- WHAT NEEDS TO BE DONE
Rewrite every line of the records between the line holding "Put a marker on every instance of the white cloud, one" and the line holding "[(77, 102), (379, 85)]", inclusive, and nothing else. Raise each number in the answer coordinates by 136, leaving the request wording and its sample coordinates unchanged.

** start **

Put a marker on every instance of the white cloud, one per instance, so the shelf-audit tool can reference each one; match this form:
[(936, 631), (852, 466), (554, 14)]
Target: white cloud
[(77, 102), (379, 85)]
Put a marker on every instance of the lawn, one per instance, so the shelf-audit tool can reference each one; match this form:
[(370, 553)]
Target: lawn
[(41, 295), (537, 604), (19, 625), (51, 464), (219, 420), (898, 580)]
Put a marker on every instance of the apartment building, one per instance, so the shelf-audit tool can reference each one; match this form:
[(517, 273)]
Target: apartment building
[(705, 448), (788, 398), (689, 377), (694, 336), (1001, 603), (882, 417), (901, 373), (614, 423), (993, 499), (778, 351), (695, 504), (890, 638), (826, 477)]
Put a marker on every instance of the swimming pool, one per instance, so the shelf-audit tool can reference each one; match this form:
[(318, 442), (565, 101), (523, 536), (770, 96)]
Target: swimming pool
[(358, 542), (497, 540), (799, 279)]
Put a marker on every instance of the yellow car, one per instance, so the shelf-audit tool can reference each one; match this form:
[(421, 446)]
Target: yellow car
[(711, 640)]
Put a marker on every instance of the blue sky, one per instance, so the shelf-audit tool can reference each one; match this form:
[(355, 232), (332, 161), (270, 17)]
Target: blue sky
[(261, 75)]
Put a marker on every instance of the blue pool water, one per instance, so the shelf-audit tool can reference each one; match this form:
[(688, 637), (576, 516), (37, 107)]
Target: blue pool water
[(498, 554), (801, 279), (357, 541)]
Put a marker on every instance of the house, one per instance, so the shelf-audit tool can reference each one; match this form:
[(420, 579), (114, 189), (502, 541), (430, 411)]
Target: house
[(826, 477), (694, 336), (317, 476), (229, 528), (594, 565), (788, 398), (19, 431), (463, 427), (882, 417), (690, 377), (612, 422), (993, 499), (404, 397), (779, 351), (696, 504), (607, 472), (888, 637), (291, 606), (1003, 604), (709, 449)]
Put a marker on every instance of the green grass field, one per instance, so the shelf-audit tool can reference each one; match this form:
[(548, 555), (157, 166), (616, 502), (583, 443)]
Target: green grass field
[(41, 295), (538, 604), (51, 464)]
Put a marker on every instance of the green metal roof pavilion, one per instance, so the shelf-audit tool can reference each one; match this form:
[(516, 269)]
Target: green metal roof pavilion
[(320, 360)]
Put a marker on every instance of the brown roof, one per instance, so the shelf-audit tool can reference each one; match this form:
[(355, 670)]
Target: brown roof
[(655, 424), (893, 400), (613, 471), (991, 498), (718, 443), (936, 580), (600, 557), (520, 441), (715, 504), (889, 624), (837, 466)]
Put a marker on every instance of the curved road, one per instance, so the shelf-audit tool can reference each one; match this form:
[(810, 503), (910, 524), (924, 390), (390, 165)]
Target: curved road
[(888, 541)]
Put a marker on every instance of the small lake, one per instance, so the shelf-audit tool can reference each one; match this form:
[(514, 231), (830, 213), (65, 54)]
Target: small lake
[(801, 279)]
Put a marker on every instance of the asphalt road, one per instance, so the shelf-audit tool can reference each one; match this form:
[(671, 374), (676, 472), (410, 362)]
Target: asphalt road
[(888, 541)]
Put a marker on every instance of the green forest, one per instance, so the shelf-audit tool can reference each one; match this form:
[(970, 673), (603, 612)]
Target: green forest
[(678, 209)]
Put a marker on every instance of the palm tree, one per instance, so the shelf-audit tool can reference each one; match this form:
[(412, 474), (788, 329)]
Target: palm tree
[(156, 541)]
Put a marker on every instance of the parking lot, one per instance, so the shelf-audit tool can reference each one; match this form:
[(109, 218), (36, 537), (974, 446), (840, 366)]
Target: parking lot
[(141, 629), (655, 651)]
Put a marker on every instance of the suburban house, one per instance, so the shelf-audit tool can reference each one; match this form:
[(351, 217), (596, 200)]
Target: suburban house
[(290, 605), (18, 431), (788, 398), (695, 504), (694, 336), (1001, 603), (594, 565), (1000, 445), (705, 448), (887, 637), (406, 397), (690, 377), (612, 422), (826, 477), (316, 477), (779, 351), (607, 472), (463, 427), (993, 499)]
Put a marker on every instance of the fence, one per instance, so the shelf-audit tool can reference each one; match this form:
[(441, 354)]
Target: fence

** end **
** start **

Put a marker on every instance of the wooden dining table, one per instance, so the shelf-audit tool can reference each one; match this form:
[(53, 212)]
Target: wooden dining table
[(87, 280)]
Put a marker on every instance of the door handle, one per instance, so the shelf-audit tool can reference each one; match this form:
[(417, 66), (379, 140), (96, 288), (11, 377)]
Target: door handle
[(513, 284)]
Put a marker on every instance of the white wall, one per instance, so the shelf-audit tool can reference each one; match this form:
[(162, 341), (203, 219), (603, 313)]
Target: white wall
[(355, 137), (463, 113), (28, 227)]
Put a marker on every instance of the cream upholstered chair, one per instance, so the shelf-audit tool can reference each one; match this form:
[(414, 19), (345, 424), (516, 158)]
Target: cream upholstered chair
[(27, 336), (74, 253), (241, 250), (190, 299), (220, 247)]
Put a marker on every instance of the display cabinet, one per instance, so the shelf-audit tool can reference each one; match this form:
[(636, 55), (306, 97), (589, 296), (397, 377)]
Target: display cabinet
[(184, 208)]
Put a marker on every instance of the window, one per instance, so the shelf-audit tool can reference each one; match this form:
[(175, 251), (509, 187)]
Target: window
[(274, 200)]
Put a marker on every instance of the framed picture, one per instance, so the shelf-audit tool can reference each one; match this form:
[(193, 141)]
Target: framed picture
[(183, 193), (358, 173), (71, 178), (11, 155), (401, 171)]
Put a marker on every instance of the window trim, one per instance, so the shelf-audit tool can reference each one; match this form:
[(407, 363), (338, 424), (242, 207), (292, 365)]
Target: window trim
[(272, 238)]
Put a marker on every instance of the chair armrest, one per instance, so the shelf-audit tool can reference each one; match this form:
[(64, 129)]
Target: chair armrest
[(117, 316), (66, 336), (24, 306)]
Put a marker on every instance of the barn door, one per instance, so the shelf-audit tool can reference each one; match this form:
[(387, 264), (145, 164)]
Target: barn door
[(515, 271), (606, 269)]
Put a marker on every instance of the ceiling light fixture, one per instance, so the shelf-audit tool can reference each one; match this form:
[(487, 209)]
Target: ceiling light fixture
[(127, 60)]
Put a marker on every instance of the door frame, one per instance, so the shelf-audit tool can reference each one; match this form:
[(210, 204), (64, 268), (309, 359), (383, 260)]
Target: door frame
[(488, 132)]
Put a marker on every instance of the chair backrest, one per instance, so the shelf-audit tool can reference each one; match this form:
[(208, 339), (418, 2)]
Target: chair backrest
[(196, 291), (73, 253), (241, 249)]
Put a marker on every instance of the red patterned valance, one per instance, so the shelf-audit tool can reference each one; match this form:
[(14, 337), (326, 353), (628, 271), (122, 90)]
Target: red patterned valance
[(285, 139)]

** end **

- OUTPUT FOR THIS EXERCISE
Put a marker on every instance of the white cloud, one per instance, so the shelf-audit tool can reference each one; match this form:
[(936, 631), (852, 466), (554, 14)]
Target: white cloud
[(213, 238), (515, 221)]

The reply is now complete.